◆ Страница
Историю с находкой меча мы опустим, как не принципиальную для нашего рассказа. Отметим только, что некий пастух нашел в земле какой-то ржавый меч, принес его Аттиле, а тот, как человек незаурядный, решил выжать из этого, в общем, малозначительного  факта, все, что возможно.
К восторгу подданных он объявил находку – мечом бога войны, который теперь принадлежит вождю гуннов и конечно поможет одерживать гуннам великие победы.

Итак, римляне не подались на уловки хитроумного Аттилы и предпочли, в союзе с вестготами,  попытаться остановить гуннов как можно раньше, пока те не успели еще разграбить весь север Галлии.

«И вот выводит Теодорид, король везеготов, бесчисленное множество войска…
Войско счастливо, подкрепление обеспечено, содружество приятно: все это налицо, когда имеешь расположение тех, кого радует совместный выход навстречу опасностям.

Со стороны римлян великую предусмотрительность проявил патриций Аэций, на котором лежала забота о гесперийской стороне Империи (т.е. о западной части римского государства)

Отовсюду собрал он воинов, чтобы не оказаться неравным против свирепой и бесчисленной толпы. У него были такие вспомогательные отряды: франки, сарматы (аланы), арморицианы (бретонцы), литицианы (?), бургундионы (бургунды), саксоны (саксы), рипариолы (франки с правого берега нижнего Рейна), брионы (?) - бывшие римские воины, а тогда находившиеся уже в числе вспомогательных войск, и многие другие как из Кельтики, так и из Германии».
Словом, - как говорит Павел Диакон, - не желая выходить против Аттилы с неравными силами, Аэций призвал к участию в битве варварские племена чуть ли не со всего запада Империи.

В армии Аттилы, - согласно Павлу Диакону, - кроме собственно гуннов, также было множество вассальных племен, «ибо его власти были подчинены: знаменитый король гепидов Андарих, Валамир, правитель готов, более знатный, чем тот король, которому он служил, а также такие храбрейшие племена, (такие) как маркоманны, свевы, квады, герулы, турцилинги, руги с их собственными королями и, кроме них, другие варварские народы, жившие в северных краях»


СРАЖЕНИЕ

«Итак, сошлись на Каталаунских полях…
Этот кусок земли стал местом битвы бесчисленных племен. Здесь схватились сильнейшие полки с обеих сторон, и не было тут никакого тайного подползания, но сражались открытым боем…
Битва была настолько же славна, насколько была она многообразна и запутана» - пишет Иордан.

◆ Исходные записи
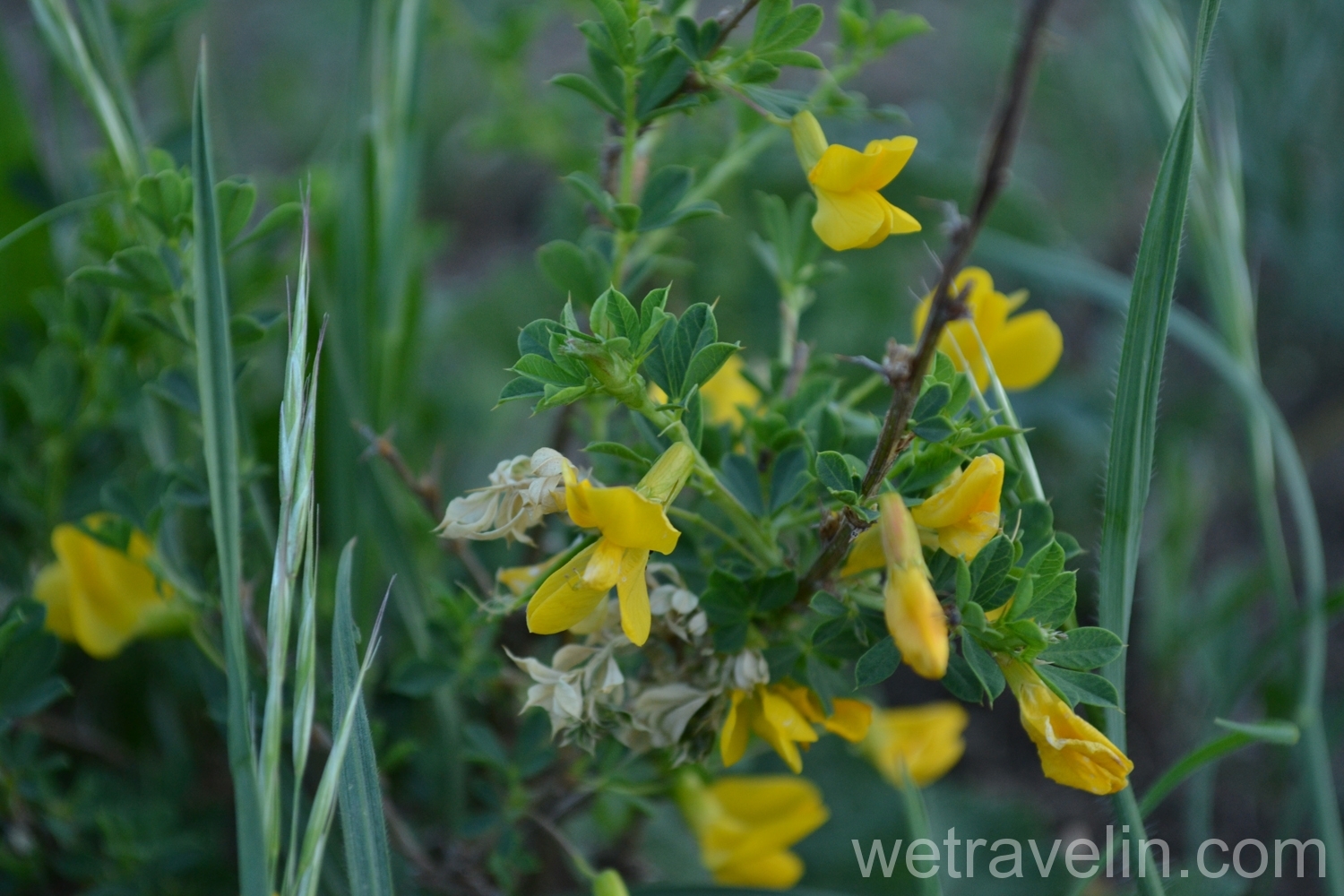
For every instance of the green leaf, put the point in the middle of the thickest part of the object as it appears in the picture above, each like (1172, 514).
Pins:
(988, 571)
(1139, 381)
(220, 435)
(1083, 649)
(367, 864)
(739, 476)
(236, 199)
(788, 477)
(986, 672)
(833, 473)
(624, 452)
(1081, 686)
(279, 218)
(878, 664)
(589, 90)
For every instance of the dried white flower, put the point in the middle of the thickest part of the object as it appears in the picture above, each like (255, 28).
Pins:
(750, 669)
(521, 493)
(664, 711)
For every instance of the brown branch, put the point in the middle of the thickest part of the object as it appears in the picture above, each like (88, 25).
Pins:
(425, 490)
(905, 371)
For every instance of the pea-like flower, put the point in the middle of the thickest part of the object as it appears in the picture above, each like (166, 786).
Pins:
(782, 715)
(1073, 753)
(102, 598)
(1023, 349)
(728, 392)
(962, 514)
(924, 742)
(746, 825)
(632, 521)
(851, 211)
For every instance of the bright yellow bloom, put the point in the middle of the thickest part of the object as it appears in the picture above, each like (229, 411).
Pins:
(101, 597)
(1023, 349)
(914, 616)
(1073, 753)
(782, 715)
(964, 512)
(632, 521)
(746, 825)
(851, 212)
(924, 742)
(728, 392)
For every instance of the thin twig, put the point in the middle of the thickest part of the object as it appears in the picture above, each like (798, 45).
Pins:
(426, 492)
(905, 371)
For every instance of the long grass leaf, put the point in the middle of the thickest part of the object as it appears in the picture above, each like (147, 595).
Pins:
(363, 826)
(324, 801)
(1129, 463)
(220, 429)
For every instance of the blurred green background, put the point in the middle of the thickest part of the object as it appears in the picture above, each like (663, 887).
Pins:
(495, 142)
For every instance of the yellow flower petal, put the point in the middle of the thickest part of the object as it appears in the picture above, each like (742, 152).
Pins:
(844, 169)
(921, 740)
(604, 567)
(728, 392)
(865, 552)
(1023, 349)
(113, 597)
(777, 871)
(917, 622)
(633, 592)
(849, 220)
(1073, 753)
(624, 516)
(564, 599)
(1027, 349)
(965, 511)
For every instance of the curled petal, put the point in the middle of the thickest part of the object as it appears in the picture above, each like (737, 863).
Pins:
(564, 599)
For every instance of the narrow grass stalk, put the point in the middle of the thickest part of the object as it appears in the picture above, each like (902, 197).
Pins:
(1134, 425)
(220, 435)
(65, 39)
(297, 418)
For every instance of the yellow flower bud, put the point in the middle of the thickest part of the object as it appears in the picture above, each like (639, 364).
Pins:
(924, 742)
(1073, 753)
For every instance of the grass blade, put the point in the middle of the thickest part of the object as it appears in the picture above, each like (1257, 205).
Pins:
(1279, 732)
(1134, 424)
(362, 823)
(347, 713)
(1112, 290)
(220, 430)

...

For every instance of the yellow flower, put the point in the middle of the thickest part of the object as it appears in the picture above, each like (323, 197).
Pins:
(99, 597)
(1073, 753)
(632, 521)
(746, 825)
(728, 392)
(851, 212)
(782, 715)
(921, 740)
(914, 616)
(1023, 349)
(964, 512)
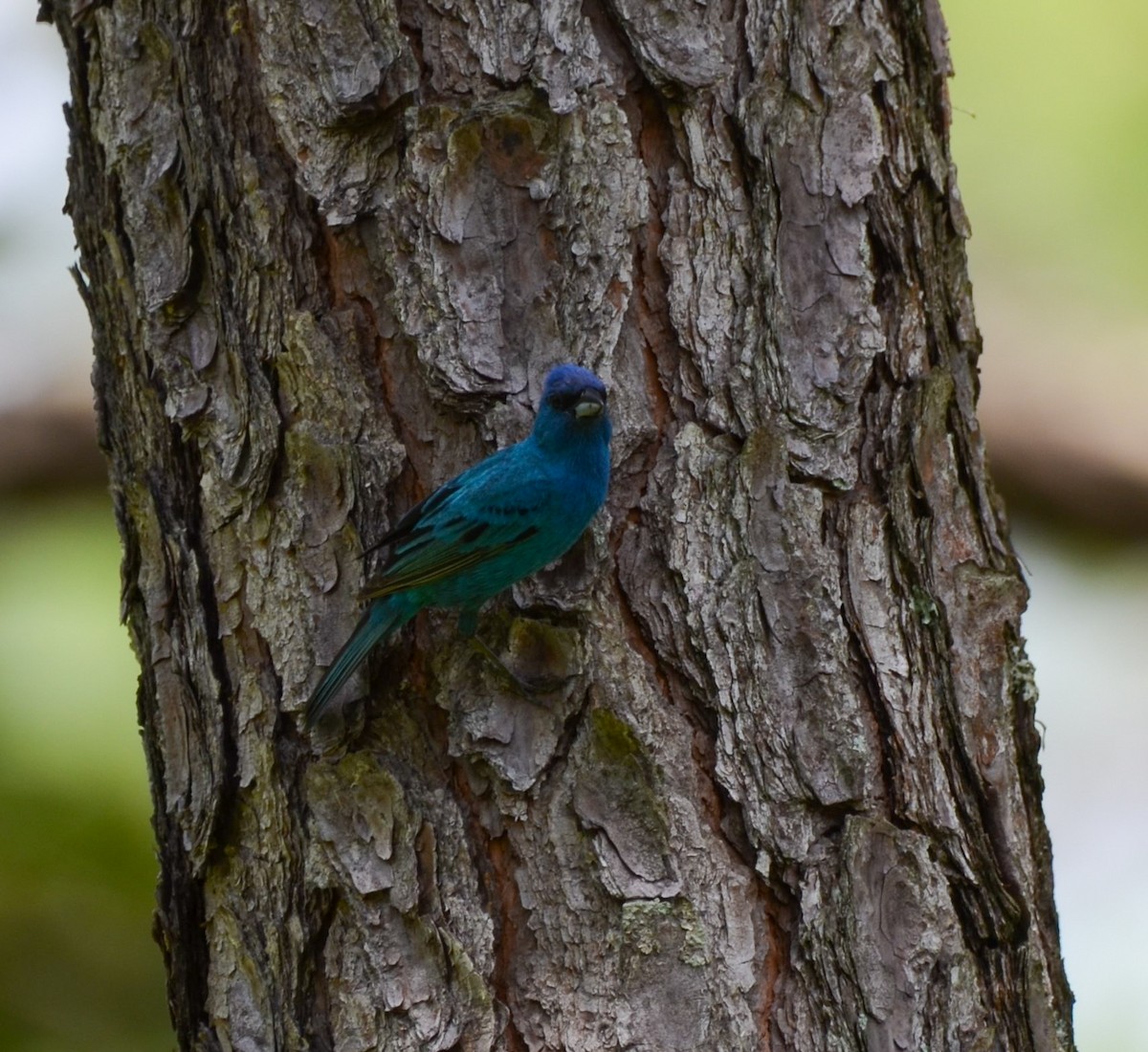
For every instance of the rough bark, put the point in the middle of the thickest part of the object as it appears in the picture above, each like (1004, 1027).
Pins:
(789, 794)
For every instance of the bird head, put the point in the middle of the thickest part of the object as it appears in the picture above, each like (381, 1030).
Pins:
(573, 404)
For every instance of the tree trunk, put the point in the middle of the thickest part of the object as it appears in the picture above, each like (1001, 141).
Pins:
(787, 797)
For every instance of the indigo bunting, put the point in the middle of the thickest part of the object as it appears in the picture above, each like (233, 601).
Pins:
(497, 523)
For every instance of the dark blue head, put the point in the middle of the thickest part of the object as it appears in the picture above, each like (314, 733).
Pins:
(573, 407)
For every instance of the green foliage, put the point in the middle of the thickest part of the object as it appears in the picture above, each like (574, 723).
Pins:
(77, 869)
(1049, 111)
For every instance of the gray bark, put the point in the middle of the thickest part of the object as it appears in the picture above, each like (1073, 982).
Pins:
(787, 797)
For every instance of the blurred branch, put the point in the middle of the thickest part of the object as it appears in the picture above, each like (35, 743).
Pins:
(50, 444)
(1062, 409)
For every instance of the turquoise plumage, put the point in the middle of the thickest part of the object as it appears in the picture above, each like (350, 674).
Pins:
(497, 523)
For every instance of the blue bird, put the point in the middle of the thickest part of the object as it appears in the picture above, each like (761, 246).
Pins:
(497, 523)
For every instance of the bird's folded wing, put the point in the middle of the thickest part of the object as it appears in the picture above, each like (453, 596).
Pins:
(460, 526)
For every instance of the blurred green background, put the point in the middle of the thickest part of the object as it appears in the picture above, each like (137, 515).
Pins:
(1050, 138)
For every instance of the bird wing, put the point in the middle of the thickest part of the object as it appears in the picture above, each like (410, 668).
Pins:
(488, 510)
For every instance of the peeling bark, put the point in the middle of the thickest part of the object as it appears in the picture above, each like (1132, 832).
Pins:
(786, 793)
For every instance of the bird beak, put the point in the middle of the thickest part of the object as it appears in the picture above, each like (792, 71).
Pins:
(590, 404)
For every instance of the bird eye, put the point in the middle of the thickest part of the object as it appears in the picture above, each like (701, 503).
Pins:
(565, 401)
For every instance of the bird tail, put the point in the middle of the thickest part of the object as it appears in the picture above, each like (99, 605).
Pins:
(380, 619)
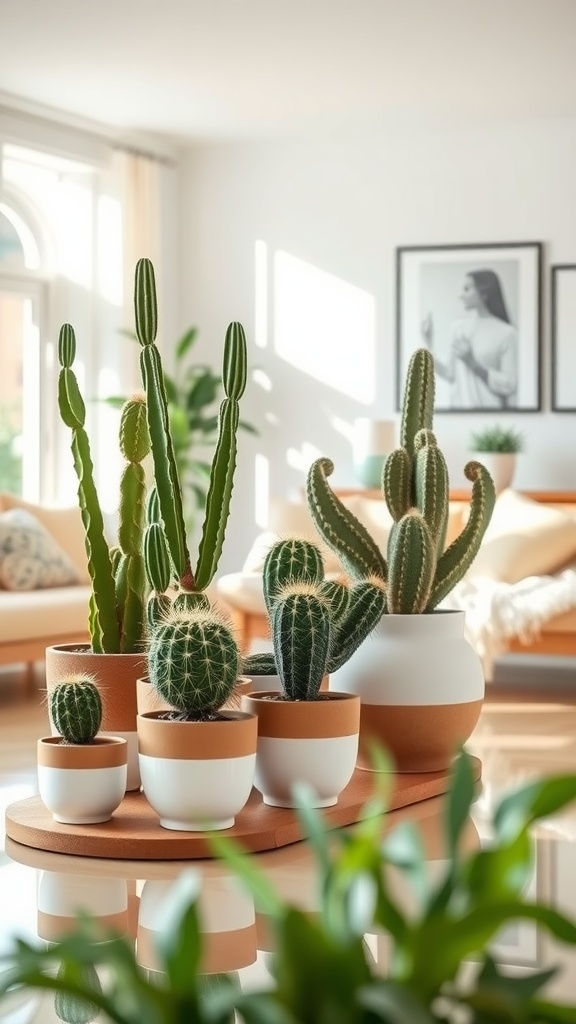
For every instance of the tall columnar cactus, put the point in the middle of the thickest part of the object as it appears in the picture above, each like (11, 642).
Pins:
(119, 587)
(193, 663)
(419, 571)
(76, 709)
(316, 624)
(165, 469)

...

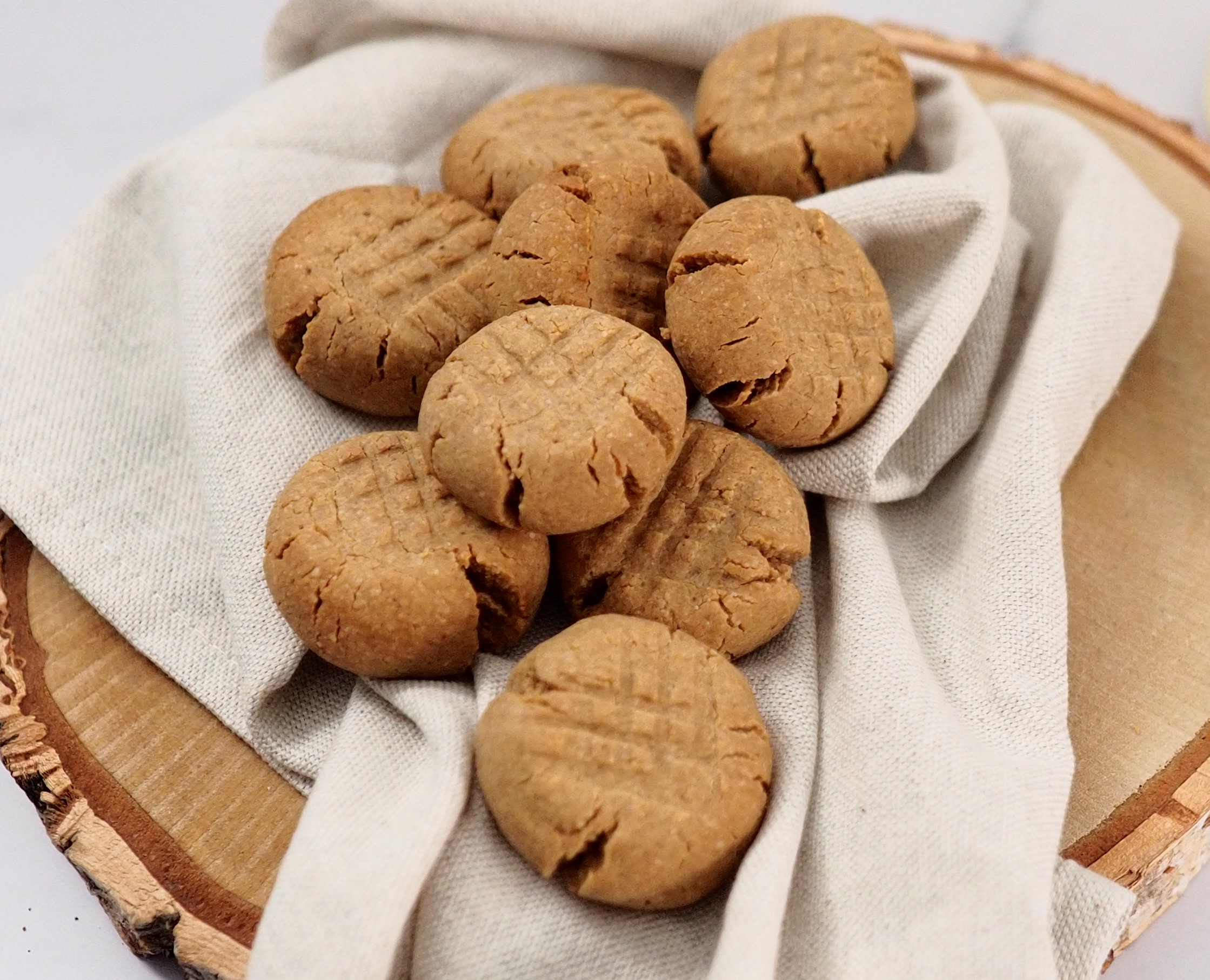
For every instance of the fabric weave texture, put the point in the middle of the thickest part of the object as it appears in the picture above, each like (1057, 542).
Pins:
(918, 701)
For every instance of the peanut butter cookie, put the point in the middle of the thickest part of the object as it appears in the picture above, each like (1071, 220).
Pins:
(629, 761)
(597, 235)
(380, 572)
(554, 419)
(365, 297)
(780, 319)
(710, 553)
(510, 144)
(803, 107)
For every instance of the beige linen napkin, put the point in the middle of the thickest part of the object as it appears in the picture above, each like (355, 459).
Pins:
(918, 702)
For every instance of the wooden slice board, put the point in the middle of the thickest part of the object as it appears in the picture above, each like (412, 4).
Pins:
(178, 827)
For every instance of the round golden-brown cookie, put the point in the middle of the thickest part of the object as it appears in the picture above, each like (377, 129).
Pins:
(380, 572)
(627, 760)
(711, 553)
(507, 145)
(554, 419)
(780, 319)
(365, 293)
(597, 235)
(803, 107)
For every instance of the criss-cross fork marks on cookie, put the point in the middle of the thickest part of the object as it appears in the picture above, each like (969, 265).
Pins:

◆ Задание
Как будет выглядеть отрывок текста о битве на Каталаунских полях от слов «Итак, римляне не» до слов «части римского государства)» включительно, если заменить «патриций» на «полководец»? Приведите этот отрывок с заменой.

◆ Результат
Итак, римляне не подались на уловки хитроумного Аттилы и предпочли, в союзе с вестготами,  попытаться остановить гуннов как можно раньше, пока те не успели еще разграбить весь север Галлии.

«И вот выводит Теодорид, король везеготов, бесчисленное множество войска…
Войско счастливо, подкрепление обеспечено, содружество приятно: все это налицо, когда имеешь расположение тех, кого радует совместный выход навстречу опасностям.

Со стороны римлян великую предусмотрительность проявил полководец Аэций, на котором лежала забота о гесперийской стороне Империи (т.е. о западной части римского государства)